All of the entries are to be written out again verbatim.

Data extracted from a collection:
# # #
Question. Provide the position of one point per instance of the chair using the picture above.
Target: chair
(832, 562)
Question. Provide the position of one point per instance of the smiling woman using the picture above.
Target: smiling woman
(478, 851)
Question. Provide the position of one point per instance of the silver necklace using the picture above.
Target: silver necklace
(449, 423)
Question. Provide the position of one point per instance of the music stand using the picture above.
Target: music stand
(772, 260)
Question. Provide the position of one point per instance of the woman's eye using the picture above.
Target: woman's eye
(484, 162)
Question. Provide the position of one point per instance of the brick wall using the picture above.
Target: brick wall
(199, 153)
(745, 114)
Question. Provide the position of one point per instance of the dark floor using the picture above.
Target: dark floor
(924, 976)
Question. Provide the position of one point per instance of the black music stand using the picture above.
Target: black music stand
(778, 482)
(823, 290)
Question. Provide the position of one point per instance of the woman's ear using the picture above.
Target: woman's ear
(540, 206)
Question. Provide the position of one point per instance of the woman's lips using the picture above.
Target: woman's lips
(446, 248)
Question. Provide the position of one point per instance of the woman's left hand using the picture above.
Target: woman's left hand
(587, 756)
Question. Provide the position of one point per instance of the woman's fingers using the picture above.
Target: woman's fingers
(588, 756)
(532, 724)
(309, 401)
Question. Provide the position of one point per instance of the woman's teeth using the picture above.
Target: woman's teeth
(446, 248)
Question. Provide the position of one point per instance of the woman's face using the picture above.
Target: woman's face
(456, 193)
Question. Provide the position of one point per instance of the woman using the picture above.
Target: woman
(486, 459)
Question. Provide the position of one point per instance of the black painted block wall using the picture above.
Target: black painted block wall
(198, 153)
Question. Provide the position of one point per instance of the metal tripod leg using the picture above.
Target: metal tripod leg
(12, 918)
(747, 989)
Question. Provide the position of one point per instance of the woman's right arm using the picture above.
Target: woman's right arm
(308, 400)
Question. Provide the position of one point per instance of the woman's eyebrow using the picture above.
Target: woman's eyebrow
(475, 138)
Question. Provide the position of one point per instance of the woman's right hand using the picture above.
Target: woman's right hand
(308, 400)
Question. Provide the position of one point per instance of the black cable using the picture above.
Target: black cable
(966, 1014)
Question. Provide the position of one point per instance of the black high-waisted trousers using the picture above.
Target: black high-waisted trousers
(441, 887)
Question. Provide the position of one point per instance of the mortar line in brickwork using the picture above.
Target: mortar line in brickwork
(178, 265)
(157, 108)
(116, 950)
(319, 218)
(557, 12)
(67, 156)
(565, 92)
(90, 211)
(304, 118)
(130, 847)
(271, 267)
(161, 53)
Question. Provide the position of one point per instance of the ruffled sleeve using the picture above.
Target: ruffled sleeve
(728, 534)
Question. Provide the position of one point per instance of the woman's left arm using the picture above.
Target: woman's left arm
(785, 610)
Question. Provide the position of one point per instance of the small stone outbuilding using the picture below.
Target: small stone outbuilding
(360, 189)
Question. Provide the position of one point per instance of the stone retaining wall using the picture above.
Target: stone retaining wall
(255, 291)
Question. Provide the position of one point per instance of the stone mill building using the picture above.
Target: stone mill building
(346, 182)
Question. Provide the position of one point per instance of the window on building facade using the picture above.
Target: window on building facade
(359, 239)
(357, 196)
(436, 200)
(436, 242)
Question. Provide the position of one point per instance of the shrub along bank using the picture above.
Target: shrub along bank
# # #
■ Problem solution:
Question. Provide the position of one point per instance of the chair using the picture above.
Target: chair
(832, 562)
Question. Provide the position of one point per instance of the smiling woman using the picture above.
Target: smiling woman
(478, 851)
Question. Provide the position of one point per instance of the silver necklace using the picture above.
Target: silver necklace
(449, 423)
Question. Provide the position of one point per instance of the music stand using the picture above.
Target: music stand
(772, 260)
Question. Provide the position of one point per instance of the woman's eye using the picture above.
Target: woman's eye
(484, 162)
Question. Provide the position of one point per instance of the brick wall using the picture above.
Target: brick wall
(199, 153)
(745, 114)
Question. Provide the position of one point per instance of the dark floor using the picture above.
Target: dark floor
(924, 976)
Question. Provide the position of one point per instance of the black music stand using the picture above.
Target: black music stand
(778, 482)
(823, 290)
Question. Provide the position of one point per instance of the woman's ear using the picture above.
Target: woman's ear
(540, 206)
Question. Provide the position of one point per instance of the woman's lips using the picture above.
Target: woman's lips
(446, 248)
Question. Provide the position of one point per instance of the woman's left hand using the picture above.
Target: woman's left hand
(587, 756)
Question. Provide the position of one point per instance of the woman's fingers using the picture above.
Target: woman's fingers
(588, 756)
(532, 724)
(309, 401)
Question. Provide the position of one point per instance of the woman's teeth using the picture above.
Target: woman's teeth
(446, 248)
Question. Provide the position of one point per instance of the woman's face using the picture above.
Target: woman's face
(456, 193)
Question. Provide the position of one point per instance of the woman using the picture above.
Target: woman
(486, 459)
Question. Provide the position of one point per instance of the black painted block wall using the picture above.
Target: black painted block wall
(198, 153)
Question. Provide the position of one point per instance of the metal tripod leg using the picture above.
Target: metal tripod leg
(12, 918)
(747, 989)
Question. Provide the position of one point per instance of the woman's right arm using the picture above.
Target: woman's right arm
(308, 400)
Question. Provide the position of one point per instance of the woman's eyebrow using the picture above.
Target: woman's eyebrow
(475, 138)
Question. Provide the position of one point per instance of the woman's right hand using the picture above.
Target: woman's right hand
(308, 400)
Question. Provide the position of one point per instance of the black cable using the picture above.
Target: black cable
(966, 1014)
Question. Provide the position of one point per instance of the black high-waisted trousers using the picture above.
Target: black high-waisted trousers
(441, 887)
Question. Provide the position of one point per instance of the mortar line in brickwork using the picture above.
Target: mortar line in brickwork
(178, 265)
(157, 108)
(116, 950)
(319, 218)
(557, 12)
(67, 156)
(565, 92)
(90, 211)
(304, 118)
(130, 847)
(271, 267)
(161, 53)
Question. Provide the position of one point per instance of the ruffled sleeve using the picture above.
Target: ruffled sleeve
(728, 534)
Question. Provide the position of one point per instance of the woman's left arm using the picture above.
Target: woman's left arm
(785, 610)
Question. Provide the position of one point per instance of the small stone outbuilding using the picture below.
Target: small stone outbuilding
(360, 189)
Question. Provide the position of one point per instance of the stone retaining wall using the picture above.
Target: stone retaining wall
(255, 291)
Question. Provide the position of one point per instance of the stone mill building using the picture above.
Target: stone mill building
(346, 182)
Question. Provide the position of one point per instance of the window on building facade using the picture above.
Target: window on building facade
(359, 239)
(357, 196)
(436, 200)
(436, 242)
Question. Provide the position of one point per instance of the shrub along bank using the picture above.
Target: shrub along bank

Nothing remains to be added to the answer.